> Work to be completed:
The entire listing below is to be written out exactly, minus the pictures.

> Data to use:
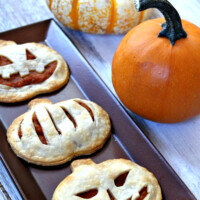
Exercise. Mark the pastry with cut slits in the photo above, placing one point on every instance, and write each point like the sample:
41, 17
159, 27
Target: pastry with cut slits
29, 69
117, 179
52, 134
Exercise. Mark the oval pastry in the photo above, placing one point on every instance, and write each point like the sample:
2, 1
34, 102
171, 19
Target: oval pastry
29, 69
116, 179
52, 134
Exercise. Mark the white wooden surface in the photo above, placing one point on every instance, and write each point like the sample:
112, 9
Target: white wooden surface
178, 143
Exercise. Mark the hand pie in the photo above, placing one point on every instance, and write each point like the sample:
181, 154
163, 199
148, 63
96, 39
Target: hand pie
29, 69
52, 134
116, 179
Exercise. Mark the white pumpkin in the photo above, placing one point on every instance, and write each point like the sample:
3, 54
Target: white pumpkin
98, 16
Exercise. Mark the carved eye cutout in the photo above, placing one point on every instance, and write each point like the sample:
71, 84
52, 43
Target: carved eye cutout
38, 129
143, 193
110, 195
34, 77
70, 117
88, 194
120, 180
87, 108
29, 55
4, 61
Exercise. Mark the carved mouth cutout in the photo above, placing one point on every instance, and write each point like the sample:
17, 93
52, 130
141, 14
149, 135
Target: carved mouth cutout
33, 77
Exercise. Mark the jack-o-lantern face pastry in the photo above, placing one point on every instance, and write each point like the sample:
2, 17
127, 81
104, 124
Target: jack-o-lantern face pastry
117, 179
29, 69
52, 134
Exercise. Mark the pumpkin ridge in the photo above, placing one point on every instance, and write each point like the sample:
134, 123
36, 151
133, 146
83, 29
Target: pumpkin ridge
141, 16
112, 17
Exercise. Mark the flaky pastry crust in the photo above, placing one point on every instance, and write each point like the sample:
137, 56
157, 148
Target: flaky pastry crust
83, 132
44, 56
87, 176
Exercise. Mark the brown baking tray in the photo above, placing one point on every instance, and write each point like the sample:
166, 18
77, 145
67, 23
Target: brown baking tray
127, 140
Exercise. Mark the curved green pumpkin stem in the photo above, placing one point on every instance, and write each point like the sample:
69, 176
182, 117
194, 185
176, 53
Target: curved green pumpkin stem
172, 28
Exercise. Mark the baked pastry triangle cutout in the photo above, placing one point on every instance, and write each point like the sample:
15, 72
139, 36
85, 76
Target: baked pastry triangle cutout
29, 69
117, 179
52, 134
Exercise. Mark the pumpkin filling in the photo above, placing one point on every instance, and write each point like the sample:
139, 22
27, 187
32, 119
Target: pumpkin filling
20, 131
29, 55
59, 132
143, 193
87, 108
34, 77
120, 180
88, 194
110, 195
4, 61
70, 117
74, 14
38, 129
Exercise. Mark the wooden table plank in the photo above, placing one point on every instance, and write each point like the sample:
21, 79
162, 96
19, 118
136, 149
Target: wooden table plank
178, 143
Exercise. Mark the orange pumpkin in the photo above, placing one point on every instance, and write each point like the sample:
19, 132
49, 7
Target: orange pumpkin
156, 69
97, 16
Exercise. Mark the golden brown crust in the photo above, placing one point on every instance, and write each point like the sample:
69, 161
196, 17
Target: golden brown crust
44, 55
86, 176
66, 136
6, 42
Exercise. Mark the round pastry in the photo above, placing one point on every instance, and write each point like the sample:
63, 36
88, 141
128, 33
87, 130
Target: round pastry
52, 134
29, 69
116, 179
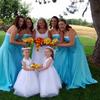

> Expected answer:
Exercise. Mark the pastry with cut slits in the photo above, placing one point on every instance, and write each point like the sample:
41, 17
159, 27
Target: pastry with cut slits
29, 69
117, 179
52, 134
Exercise. Mark the oval pastry in the photo above, placing one point on every instance, and write each point like the sample:
2, 1
34, 102
171, 19
Target: oval pastry
29, 69
116, 179
52, 134
Exercise. Mark the white wooden surface in the photo above, placing one point on every instance, and write each point like the sample:
112, 9
Target: white wooden surface
178, 143
Exercise. Mark the hand pie in the photo above, placing one point on every instance, and write each point like the sample:
181, 154
163, 199
148, 63
96, 39
Target: hand pie
29, 69
52, 134
116, 179
Exercise. Mark the white pumpkin in the photo above, placing one point on every instance, and write each point like the sample:
3, 54
Target: white pumpkin
98, 16
Exercise. Mark the carved eye cutout in the photo above, placing one point on every instance, and write each point like the sample:
71, 84
52, 43
Target: carved eye cutout
38, 129
143, 193
110, 195
34, 77
70, 117
88, 194
120, 180
87, 108
29, 55
4, 61
Exercise. Mark the carved mouth cutout in the photo above, placing one point on every instance, and write each point like the sample:
17, 93
52, 130
141, 14
149, 135
Target: carved mouth cutout
33, 77
Exercise. Mark the jack-o-lantern face pastry in the photo above, placing one point on every instance, and write each point like the sample:
2, 17
127, 81
104, 124
Target: jack-o-lantern face pastry
117, 179
29, 69
52, 134
Exercise. Mark the pumpkin ridge in the photo above, placing one point on every instance, and write each point like the sample:
134, 123
36, 151
133, 146
83, 29
Target: pumpkin ridge
141, 16
112, 17
Exercise. Mark the flaky pastry crust in the photo above, placing one point on every instance, and write each point like the sample:
137, 56
157, 148
Target: flaky pastry crust
83, 132
44, 56
87, 176
Exercise. Mark the brown baking tray in the photo above, placing one point on every instance, and write each point like the sample:
166, 18
77, 145
67, 23
Target: brown baking tray
127, 140
Exercise. Mark the curved green pumpkin stem in the photo above, placing one point on every instance, and write each point like the sample:
69, 176
182, 117
194, 185
176, 53
Target: curved green pumpkin stem
172, 28
Exercise. Mark the baked pastry triangle cutout in the photo above, placing one point on every instance, and write each point like the sample:
15, 72
139, 36
85, 76
Target: baked pastry triangle cutout
29, 69
117, 179
52, 134
Exercise. Mark the pumpkin filling in the photo above, placing one point on every instance, and write each point like the sample:
139, 22
27, 187
32, 119
Target: pumpkin filling
20, 131
29, 55
59, 132
143, 193
87, 108
34, 77
120, 180
88, 194
110, 195
4, 61
70, 117
74, 14
38, 129
Exercise. Mark the wooden table plank in the photo above, placing one point on every instance, and write each point like the sample:
21, 79
162, 96
19, 118
136, 149
Target: wooden table plank
178, 143
Exercise. Mark the orange pumpkin in the photo above, placing one point on every instance, and write each point like the sample:
19, 132
49, 7
Target: orange pumpkin
156, 69
97, 16
Exercise. Mark the golden brown crust in the photo above, placing one point on every instance, and write each point like the sample:
69, 161
196, 17
Target: golden brown crust
44, 55
86, 176
66, 136
6, 42
Exercise. Mark the round pastry in the photo above, placing one point on every instance, and write each point like the sample:
63, 36
88, 141
128, 33
87, 130
Target: round pastry
52, 134
29, 69
116, 179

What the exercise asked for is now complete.